### Exercise objective
Look for the word "ceiling" in the material below, then report each line where it occurs.
|---|
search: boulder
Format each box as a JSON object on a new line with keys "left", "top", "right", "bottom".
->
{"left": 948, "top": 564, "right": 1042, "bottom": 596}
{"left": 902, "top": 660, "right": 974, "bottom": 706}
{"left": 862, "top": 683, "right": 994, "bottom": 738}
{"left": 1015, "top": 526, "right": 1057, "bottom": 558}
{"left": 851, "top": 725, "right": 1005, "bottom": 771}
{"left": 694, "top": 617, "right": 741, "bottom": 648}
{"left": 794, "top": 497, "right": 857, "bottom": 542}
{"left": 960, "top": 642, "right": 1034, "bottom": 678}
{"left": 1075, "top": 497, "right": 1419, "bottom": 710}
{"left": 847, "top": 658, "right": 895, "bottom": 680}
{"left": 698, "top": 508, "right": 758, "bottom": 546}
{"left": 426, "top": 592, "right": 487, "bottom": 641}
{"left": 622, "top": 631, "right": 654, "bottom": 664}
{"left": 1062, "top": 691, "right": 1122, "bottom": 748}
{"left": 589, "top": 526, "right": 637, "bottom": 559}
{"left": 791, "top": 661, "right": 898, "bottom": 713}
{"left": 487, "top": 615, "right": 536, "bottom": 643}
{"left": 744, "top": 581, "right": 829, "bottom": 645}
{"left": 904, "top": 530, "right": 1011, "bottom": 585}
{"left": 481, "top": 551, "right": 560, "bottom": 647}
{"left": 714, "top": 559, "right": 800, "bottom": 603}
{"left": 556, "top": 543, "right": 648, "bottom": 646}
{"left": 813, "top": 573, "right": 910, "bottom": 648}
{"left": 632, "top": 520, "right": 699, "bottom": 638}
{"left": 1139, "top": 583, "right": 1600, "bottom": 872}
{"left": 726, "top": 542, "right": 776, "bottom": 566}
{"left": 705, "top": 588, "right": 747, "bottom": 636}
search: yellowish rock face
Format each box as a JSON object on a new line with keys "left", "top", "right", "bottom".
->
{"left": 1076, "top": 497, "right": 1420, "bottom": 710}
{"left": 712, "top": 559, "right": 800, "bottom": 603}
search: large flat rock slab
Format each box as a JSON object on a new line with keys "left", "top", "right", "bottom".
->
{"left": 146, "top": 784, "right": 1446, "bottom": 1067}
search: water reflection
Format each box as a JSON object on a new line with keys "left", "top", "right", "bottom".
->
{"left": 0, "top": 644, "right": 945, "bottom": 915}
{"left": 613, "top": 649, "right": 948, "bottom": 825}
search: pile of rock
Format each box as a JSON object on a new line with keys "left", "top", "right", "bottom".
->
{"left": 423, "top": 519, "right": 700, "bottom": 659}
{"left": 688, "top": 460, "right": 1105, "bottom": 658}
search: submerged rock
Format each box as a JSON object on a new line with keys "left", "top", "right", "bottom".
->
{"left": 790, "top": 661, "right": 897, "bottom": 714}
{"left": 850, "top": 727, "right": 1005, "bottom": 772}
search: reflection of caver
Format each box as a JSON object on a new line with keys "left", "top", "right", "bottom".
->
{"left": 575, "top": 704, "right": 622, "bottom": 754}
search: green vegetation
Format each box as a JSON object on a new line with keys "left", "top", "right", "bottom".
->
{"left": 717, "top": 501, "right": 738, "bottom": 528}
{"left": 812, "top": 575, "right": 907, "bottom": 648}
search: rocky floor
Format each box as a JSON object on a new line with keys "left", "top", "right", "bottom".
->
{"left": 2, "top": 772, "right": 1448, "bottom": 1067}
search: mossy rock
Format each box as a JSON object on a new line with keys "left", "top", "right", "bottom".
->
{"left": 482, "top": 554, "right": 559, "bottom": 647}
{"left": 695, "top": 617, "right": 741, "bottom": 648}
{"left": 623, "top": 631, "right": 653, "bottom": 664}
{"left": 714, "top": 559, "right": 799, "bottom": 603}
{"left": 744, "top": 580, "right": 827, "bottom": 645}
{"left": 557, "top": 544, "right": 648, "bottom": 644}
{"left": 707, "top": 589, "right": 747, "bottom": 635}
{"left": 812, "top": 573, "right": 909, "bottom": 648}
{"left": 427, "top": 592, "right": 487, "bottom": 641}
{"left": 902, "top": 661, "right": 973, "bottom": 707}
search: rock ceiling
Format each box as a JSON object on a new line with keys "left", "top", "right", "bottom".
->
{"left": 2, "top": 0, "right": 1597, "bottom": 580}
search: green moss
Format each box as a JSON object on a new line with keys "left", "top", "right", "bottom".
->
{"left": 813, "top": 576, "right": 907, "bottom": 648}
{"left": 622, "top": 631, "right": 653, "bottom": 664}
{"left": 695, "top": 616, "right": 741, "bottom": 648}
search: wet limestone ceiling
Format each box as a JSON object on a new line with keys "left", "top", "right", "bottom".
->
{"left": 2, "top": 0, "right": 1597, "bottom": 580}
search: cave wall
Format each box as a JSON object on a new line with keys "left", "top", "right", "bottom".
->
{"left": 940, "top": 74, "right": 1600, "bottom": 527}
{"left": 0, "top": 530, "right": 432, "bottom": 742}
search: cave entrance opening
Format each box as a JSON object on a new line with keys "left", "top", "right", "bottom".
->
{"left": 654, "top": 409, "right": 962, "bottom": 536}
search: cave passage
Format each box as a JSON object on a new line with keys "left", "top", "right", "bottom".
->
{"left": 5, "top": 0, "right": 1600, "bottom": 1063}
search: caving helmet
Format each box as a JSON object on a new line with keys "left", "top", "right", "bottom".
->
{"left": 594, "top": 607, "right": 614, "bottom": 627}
|---|
### Worked solution
search: rock ceiling
search: wet limestone ceiling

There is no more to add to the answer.